# start of Given data
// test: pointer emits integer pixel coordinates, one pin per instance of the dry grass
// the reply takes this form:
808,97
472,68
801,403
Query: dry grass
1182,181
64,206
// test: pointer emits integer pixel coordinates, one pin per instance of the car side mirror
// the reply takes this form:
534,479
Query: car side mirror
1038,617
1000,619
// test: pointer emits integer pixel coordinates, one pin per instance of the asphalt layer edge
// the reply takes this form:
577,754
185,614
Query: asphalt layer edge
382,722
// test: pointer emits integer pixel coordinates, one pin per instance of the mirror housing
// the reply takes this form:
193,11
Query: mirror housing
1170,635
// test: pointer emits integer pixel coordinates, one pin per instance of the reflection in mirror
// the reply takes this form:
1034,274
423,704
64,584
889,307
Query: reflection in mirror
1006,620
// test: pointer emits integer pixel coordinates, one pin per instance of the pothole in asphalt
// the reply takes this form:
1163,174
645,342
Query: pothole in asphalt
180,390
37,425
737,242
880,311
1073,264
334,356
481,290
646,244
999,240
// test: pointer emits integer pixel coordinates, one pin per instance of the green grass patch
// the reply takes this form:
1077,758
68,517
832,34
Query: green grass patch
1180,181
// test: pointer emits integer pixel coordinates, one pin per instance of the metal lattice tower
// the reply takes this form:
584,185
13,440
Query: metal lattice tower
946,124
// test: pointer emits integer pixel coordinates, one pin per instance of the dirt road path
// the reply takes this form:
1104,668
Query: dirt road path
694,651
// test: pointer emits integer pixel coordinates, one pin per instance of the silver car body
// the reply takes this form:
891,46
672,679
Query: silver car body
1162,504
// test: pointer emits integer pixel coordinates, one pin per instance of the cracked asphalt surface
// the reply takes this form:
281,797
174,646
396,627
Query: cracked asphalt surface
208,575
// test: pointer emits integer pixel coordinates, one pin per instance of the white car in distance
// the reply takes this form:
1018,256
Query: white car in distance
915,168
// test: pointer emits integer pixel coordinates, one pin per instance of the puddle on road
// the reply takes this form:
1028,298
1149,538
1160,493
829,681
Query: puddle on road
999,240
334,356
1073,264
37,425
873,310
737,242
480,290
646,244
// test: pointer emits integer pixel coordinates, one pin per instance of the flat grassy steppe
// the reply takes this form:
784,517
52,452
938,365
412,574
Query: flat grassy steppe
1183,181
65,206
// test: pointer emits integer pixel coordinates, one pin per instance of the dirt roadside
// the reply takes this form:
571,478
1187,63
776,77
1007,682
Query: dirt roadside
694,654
# end of Given data
◆ **Work required**
Output all records verbatim.

◆ **Task output**
// test: pointer emits integer pixel coordinates, one pin per instance of the dry grass
// the reply takes this form:
808,97
472,68
801,403
Query: dry grass
1182,181
64,206
// test: pointer emits integer pixel coordinates, one pin per instance of the car side mirror
// the reply takes this form:
534,479
Query: car side mirror
1038,617
1000,619
// test: pointer emits integer pixel coordinates, one pin per instance of the asphalt layer edge
// the reply takes this form:
577,754
185,614
Query: asphalt layer edge
382,722
// test: pointer emits integer pixel coordinates, one pin per instance of the mirror housing
// the reply takes this form:
193,11
Query: mirror housing
1170,635
// test: pointer emits integer pixel coordinates, one pin per instance of the reflection in mirror
// the reply takes this form:
1034,274
423,704
64,584
889,307
Query: reflection in mirror
1006,620
// test: pointer emits integer pixel coordinates, one pin per instance of the pothole in asphalt
// the reply takes this form:
1163,174
645,342
Query: pothole in asphalt
180,390
37,425
737,242
880,311
1073,264
334,356
481,290
646,244
999,240
// test: pointer emits integer pixel coordinates, one pin per instance of the green grass patch
// the reply takes this form:
1077,758
68,517
832,34
Query: green grass patch
1180,181
// test: pointer emits integer pixel coordinates, one pin per instance of the metal lattice tower
// the reply takes this form:
584,185
13,440
Query: metal lattice tower
946,124
// test: pointer emits integer pixel coordinates, one pin per instance of the dirt road path
// the reply takes this form:
1104,668
Query: dirt road path
694,651
// test: pointer emits integer pixel coordinates, one pin per instance of the silver car body
// the reply takes this form:
891,46
672,679
Query: silver car body
1162,504
// test: pointer emits integer pixel coordinates, one pin per instance of the cracked asphalt surface
// the reply takes this form:
281,797
174,646
396,627
Query: cracked asphalt surface
208,575
// test: pointer emits integer pixel coordinates, one pin per instance of the white car in distance
// the reply takes this form:
1018,256
Query: white car in distance
915,168
// test: pointer emits integer pixel coordinates, one pin per instance of the puddle on road
// the reply takes this form:
1028,298
1149,538
1160,493
829,681
Query: puddle on road
999,240
334,356
1073,264
37,425
873,310
737,242
480,290
646,244
// test: pointer emits integer pixel coordinates, one pin per instance of the flat grassy steppe
// the reply takes this form:
784,517
52,452
938,365
412,574
Query: flat grassy steppe
1183,181
65,206
// test: pointer emits integer pixel coordinates, one pin per instance of the dirt roadside
// the reply takes this form:
571,478
1187,63
776,77
1007,682
Query: dirt roadside
694,654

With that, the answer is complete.